Although antimicrobial prescribing has reduced by 11% in primary care between 2013 and 2017, there has been a 7.7% increase in secondary care antimicrobial prescribing per admission during the same period​[4]​. Pharmacists in all sectors have a vital role in reviewing patients’ antimicrobial prescriptions to combat AMR, and play a vital part in antimicrobial stewardship (AMS) programmes by ensuring appropriate use of antimicrobials​[5,6]​. Pharmacists can help to prevent overuse of antimicrobials by providing advice on self-limiting conditions and also help reduce misuse by counselling patients on dosing. Pharmacists can also help prevent infections through involvement in vaccination programmes​[7]​.

In 2015, The National Institute for Health and Care Excellence (NICE) published guidelines to establish antimicrobial stewardship systems and processes for all NHS care settings​[8]​. The ‘Start Smart, then Focus’ and TARGET toolkits are available for healthcare professionals to aid decision making about appropriate use of antimicrobials, with the latter including some patient education materials to promote appropriate antimicrobial use in the community​[9,10]​. All healthcare institutions are recommended to undertake periodic audits (at least every year) to measure compliance​[8]​.

This article covers review of antimicrobial prescriptions, determining whether an antibiotic is appropriate, the steps to follow when inappropriate use is suspected and how to optimise antimicrobial therapy.


A 2018 review of antimicrobials prescribed in UK general practice found that up to 23% of prescriptions may be inappropriate​[11]​. Ensuring the presence of an infection and that antimicrobials are an appropriate treatment is therefore the first stage of an AMS intervention.

Confirming bacterial infection

Using symptoms and laboratory markers, if available (see Table 3 and Table 4), the prescriber must consider if the cause is bacterial, viral or fungal to ensure any recommended treatment is effective​[12,13]​.

For some infections, the illness may be self-limiting (such as cold or mild influenza), meaning an antimicrobial may be inappropriate​[7]​. For others, source control (physical measures used to control the foci of invasive infection and restore optimal function of the affected area), such as surgical intervention, debridement or drainage, is a necessary part of infection management​[14]​.

#### [Material provided]
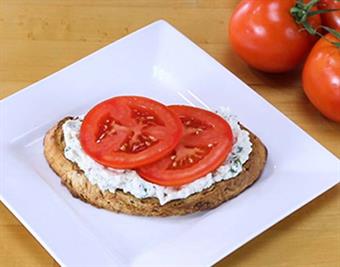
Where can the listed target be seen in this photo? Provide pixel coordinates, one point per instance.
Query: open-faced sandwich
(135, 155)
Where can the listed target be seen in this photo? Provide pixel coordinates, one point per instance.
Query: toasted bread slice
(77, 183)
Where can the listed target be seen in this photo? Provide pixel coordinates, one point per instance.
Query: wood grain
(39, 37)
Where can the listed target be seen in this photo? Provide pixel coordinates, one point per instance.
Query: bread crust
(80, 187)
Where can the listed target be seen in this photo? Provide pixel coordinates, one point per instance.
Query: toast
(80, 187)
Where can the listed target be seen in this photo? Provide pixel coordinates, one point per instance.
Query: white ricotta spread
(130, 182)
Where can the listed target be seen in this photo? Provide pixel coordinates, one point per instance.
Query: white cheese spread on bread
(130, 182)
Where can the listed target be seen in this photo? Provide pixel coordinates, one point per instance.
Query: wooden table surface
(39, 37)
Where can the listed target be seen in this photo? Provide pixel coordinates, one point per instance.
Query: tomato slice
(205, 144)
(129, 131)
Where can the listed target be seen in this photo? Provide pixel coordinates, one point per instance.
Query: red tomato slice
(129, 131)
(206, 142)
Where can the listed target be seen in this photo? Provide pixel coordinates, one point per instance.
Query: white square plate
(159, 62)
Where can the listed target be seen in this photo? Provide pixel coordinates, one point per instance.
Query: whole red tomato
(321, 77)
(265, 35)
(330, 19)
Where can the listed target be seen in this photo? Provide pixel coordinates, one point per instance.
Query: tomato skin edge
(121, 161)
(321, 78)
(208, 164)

#### [Task description]
Answer these from the text on antimicrobial prescribing above.
(a) By how much did antimicrobial prescribing in primary care fall between 2013 and 2017?
(b) In what year did NICE publish guidelines to establish antimicrobial stewardship systems for NHS care settings?
(c) According to the 2018 review, up to what share of antimicrobial prescriptions in UK general practice may be inappropriate?

#### [Task output]
(a) 11%
(b) 2015
(c) Up to 23%